Goal of the exercise:
Copy out exactly each line from the line with "Tag the lawn" through the last line of the material below.

Data section:
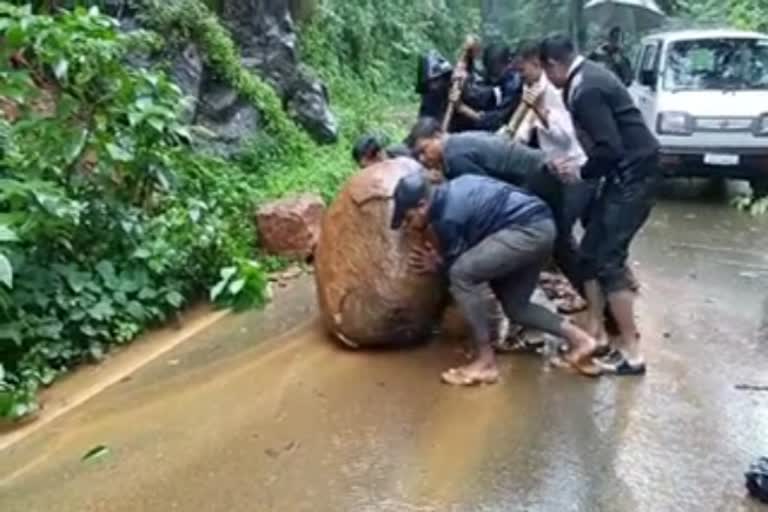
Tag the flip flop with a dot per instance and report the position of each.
(620, 366)
(457, 377)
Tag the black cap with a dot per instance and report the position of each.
(399, 150)
(366, 145)
(409, 191)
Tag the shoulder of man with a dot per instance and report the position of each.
(591, 80)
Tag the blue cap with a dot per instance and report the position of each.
(409, 191)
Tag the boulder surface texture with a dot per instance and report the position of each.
(367, 294)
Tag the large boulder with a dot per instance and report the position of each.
(366, 292)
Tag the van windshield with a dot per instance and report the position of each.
(717, 64)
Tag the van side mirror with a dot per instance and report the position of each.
(648, 78)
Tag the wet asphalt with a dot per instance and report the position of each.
(262, 413)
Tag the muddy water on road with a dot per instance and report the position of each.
(295, 424)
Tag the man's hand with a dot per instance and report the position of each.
(566, 170)
(424, 260)
(455, 95)
(532, 96)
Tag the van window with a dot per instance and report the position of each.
(648, 59)
(717, 64)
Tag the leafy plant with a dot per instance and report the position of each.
(241, 286)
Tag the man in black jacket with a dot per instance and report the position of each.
(624, 153)
(488, 233)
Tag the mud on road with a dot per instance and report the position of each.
(241, 420)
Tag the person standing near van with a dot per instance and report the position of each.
(622, 151)
(612, 56)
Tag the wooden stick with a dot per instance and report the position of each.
(457, 85)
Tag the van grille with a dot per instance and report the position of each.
(725, 124)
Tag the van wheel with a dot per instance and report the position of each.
(759, 187)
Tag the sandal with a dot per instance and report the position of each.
(617, 364)
(458, 377)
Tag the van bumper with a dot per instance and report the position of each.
(732, 163)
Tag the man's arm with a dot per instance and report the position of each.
(451, 244)
(462, 164)
(595, 117)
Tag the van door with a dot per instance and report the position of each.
(645, 85)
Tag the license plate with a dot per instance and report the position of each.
(721, 159)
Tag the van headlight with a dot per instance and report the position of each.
(675, 123)
(761, 127)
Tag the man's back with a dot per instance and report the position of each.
(489, 154)
(470, 208)
(614, 131)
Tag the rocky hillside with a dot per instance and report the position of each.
(139, 137)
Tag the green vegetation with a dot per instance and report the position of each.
(113, 216)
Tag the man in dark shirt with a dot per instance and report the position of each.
(623, 152)
(611, 55)
(499, 157)
(371, 149)
(488, 106)
(492, 234)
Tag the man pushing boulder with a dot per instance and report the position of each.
(488, 234)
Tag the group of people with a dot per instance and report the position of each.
(547, 139)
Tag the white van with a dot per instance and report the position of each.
(704, 93)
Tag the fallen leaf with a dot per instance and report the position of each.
(96, 453)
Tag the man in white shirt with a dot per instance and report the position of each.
(548, 118)
(548, 123)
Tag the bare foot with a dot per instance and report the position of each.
(471, 375)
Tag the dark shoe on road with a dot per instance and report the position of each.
(616, 363)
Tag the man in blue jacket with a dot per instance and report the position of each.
(489, 234)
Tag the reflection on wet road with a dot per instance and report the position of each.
(295, 424)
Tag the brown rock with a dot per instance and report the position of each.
(366, 292)
(291, 227)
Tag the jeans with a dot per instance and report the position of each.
(509, 262)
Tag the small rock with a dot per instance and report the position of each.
(291, 227)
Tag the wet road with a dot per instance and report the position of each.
(230, 422)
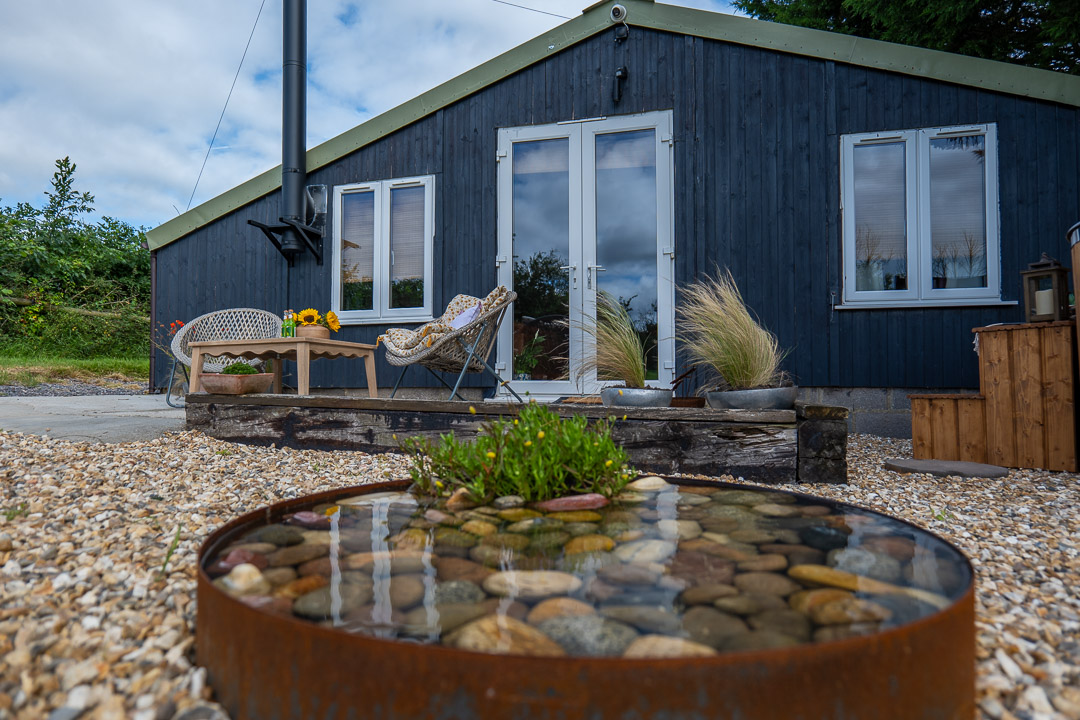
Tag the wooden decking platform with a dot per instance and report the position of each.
(772, 446)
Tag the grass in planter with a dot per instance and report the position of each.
(537, 456)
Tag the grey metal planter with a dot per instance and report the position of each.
(763, 398)
(636, 397)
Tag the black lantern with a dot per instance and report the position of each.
(1045, 291)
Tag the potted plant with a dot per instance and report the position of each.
(619, 354)
(237, 379)
(526, 361)
(719, 333)
(313, 325)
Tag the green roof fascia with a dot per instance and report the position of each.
(932, 64)
(456, 89)
(919, 62)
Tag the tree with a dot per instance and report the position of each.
(1040, 34)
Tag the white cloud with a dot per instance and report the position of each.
(132, 92)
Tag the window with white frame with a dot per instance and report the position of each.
(920, 217)
(382, 241)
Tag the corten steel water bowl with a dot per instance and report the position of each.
(267, 666)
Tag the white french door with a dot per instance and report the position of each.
(584, 207)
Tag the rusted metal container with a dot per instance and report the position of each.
(272, 667)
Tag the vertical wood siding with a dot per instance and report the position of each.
(756, 190)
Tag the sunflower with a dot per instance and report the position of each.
(309, 316)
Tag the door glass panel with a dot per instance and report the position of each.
(880, 217)
(358, 249)
(541, 242)
(958, 211)
(626, 231)
(406, 247)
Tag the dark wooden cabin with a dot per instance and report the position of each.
(874, 202)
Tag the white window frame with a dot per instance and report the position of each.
(380, 293)
(920, 291)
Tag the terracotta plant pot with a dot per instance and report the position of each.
(312, 331)
(219, 383)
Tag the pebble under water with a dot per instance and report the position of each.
(661, 571)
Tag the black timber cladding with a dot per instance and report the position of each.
(756, 190)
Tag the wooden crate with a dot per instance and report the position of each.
(948, 428)
(1026, 376)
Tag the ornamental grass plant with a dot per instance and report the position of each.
(619, 351)
(718, 331)
(537, 456)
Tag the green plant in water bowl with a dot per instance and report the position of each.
(537, 456)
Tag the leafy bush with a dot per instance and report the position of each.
(538, 456)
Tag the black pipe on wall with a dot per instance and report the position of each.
(294, 174)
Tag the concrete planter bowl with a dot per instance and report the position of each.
(636, 397)
(219, 383)
(761, 398)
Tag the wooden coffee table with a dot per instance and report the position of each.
(299, 350)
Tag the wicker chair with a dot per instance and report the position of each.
(440, 347)
(232, 324)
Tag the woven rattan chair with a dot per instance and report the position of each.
(232, 324)
(441, 348)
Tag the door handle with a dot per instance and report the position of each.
(589, 274)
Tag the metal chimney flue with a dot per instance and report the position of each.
(293, 233)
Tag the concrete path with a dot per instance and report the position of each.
(92, 418)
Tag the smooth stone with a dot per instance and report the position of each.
(244, 579)
(588, 501)
(557, 608)
(504, 636)
(661, 646)
(865, 562)
(804, 600)
(678, 529)
(454, 568)
(577, 516)
(784, 621)
(458, 592)
(531, 584)
(507, 541)
(454, 538)
(750, 603)
(319, 603)
(581, 528)
(589, 635)
(699, 568)
(707, 594)
(767, 562)
(711, 627)
(645, 551)
(644, 617)
(589, 544)
(823, 538)
(508, 502)
(300, 586)
(648, 484)
(758, 640)
(631, 574)
(481, 528)
(846, 611)
(766, 583)
(445, 619)
(277, 534)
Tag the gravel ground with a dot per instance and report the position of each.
(92, 627)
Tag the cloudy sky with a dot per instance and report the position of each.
(133, 91)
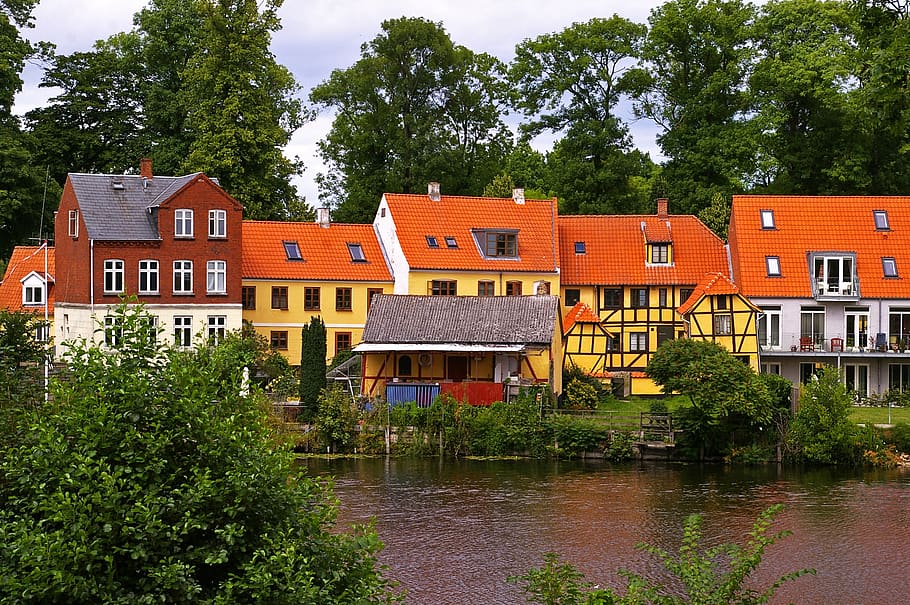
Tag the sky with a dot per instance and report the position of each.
(321, 35)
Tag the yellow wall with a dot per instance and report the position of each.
(267, 320)
(418, 281)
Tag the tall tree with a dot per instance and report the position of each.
(883, 97)
(242, 107)
(312, 366)
(811, 142)
(697, 55)
(569, 84)
(414, 108)
(21, 177)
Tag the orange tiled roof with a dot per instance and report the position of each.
(324, 250)
(615, 250)
(715, 284)
(806, 224)
(24, 260)
(416, 217)
(581, 313)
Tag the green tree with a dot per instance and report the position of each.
(242, 107)
(822, 431)
(414, 108)
(720, 387)
(812, 141)
(569, 83)
(151, 479)
(693, 85)
(312, 366)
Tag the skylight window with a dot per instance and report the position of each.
(356, 251)
(772, 263)
(292, 249)
(881, 220)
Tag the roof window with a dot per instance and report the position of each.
(881, 220)
(292, 249)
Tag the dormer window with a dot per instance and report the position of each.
(772, 263)
(292, 250)
(660, 254)
(356, 252)
(498, 244)
(183, 222)
(881, 220)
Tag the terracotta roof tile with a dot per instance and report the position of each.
(416, 217)
(615, 250)
(325, 252)
(806, 224)
(23, 261)
(714, 284)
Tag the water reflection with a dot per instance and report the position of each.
(455, 530)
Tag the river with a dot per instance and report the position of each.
(454, 530)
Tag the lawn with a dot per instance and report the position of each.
(876, 415)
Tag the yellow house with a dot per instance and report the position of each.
(717, 312)
(295, 271)
(458, 245)
(474, 348)
(633, 272)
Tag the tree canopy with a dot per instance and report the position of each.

Task response:
Tag the lawn with a dot per instance and report the position of each.
(876, 415)
Tag the yellow house with a dot per instance and report the position of each.
(717, 312)
(295, 271)
(458, 245)
(474, 348)
(633, 272)
Tag the tree canopy with a dot per instance and report the position of each.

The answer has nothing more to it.